-------- Provided information --------

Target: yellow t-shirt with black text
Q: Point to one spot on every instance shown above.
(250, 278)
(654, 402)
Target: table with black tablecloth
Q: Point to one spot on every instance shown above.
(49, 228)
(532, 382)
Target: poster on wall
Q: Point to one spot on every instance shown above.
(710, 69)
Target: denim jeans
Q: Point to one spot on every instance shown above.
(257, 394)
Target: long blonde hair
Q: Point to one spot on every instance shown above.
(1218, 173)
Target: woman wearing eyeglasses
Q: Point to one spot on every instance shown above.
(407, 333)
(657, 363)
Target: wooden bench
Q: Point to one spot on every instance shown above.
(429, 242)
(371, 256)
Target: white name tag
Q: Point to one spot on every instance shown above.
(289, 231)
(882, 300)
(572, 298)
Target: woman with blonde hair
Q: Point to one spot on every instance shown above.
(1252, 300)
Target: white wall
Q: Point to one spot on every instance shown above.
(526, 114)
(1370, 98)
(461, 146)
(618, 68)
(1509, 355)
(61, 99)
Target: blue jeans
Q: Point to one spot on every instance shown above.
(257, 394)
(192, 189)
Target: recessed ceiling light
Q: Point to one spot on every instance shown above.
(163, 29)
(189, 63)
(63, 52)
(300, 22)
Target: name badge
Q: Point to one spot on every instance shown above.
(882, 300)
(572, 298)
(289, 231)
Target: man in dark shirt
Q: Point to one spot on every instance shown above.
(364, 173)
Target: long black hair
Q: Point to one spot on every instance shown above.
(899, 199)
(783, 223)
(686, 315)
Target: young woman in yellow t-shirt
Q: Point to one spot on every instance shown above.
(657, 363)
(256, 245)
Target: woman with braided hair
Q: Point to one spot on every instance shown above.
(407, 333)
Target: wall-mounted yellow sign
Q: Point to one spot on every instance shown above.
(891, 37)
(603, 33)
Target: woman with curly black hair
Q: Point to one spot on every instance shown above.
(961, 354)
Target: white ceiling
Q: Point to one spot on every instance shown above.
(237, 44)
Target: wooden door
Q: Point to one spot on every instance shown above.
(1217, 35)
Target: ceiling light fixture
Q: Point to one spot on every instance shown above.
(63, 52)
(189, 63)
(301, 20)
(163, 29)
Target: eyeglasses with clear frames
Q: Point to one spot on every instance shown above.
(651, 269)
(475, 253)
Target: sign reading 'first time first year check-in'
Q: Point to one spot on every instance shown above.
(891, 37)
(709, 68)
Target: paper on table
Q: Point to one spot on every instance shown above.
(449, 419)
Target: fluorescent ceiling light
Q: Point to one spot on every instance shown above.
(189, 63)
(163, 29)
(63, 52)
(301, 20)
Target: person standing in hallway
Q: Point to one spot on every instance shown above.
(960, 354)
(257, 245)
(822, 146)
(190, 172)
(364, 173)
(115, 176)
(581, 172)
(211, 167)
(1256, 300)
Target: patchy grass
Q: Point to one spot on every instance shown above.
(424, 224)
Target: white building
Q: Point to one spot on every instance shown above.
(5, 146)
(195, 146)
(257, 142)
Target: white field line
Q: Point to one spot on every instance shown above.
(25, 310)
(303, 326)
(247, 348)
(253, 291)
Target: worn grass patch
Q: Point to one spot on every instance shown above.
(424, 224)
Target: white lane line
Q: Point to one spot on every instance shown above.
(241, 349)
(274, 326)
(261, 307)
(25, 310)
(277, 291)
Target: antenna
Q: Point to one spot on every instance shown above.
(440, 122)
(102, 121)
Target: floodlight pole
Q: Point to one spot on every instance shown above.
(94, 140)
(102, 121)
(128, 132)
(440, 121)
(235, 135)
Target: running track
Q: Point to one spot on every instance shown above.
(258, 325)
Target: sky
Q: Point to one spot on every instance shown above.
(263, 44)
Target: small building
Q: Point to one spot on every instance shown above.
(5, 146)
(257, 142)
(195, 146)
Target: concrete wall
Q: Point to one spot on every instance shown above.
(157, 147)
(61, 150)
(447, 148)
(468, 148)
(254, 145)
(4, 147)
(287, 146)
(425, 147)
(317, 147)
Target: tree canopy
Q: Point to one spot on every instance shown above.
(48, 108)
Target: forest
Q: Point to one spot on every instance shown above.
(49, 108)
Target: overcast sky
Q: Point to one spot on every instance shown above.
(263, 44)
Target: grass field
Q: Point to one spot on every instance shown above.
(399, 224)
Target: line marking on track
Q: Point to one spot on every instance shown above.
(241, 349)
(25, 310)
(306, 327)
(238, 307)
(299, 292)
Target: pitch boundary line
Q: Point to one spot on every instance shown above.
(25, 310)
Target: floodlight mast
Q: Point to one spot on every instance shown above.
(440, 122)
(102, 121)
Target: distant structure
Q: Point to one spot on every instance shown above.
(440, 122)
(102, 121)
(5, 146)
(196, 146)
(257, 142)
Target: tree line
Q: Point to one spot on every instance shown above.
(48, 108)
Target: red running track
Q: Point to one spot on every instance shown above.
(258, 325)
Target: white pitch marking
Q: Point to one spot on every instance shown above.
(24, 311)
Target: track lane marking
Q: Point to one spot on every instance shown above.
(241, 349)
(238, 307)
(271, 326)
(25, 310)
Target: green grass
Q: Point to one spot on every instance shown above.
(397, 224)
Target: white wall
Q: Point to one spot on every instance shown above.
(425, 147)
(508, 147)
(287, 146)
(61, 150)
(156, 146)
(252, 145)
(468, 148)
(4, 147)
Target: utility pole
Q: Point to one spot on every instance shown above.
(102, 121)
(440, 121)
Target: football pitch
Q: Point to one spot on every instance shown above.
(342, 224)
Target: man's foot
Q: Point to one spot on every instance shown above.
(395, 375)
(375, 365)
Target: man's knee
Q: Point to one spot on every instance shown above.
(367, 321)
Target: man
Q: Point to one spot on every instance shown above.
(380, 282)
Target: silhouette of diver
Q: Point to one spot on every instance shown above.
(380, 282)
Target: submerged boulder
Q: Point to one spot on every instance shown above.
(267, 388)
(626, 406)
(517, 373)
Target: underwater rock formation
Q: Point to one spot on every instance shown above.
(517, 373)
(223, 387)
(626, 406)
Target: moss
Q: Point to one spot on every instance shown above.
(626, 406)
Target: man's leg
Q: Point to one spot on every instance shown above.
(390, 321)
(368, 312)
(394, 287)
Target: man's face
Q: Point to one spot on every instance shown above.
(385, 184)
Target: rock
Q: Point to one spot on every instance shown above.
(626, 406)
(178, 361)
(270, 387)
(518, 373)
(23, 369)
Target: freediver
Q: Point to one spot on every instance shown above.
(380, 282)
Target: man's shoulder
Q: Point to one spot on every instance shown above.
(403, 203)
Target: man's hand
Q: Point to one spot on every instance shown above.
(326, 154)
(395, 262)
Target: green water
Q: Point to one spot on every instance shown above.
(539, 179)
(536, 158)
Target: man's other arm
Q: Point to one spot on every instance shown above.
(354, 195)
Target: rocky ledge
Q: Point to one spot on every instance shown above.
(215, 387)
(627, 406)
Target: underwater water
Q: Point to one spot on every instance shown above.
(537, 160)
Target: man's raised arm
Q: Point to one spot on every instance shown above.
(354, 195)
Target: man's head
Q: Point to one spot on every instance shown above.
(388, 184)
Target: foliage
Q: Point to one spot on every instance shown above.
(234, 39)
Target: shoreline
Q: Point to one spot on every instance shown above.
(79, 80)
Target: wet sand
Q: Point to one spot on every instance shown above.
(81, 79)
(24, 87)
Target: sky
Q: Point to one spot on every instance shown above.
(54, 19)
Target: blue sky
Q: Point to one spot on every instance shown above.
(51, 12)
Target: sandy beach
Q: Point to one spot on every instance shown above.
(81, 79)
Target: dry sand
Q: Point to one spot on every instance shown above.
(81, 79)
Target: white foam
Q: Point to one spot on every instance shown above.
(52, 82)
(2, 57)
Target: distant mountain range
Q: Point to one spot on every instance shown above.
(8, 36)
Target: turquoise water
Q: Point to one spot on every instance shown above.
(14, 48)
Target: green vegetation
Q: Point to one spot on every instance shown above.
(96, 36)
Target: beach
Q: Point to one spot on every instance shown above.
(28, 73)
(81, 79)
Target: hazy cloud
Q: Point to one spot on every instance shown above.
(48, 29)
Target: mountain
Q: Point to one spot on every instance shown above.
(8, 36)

--------

_Instructions for the task_
Gather each line from the entries above that includes the word "pitch".

_Answer for the task_
Target: pitch boundary line
Target: white pitch marking
Target: football pitch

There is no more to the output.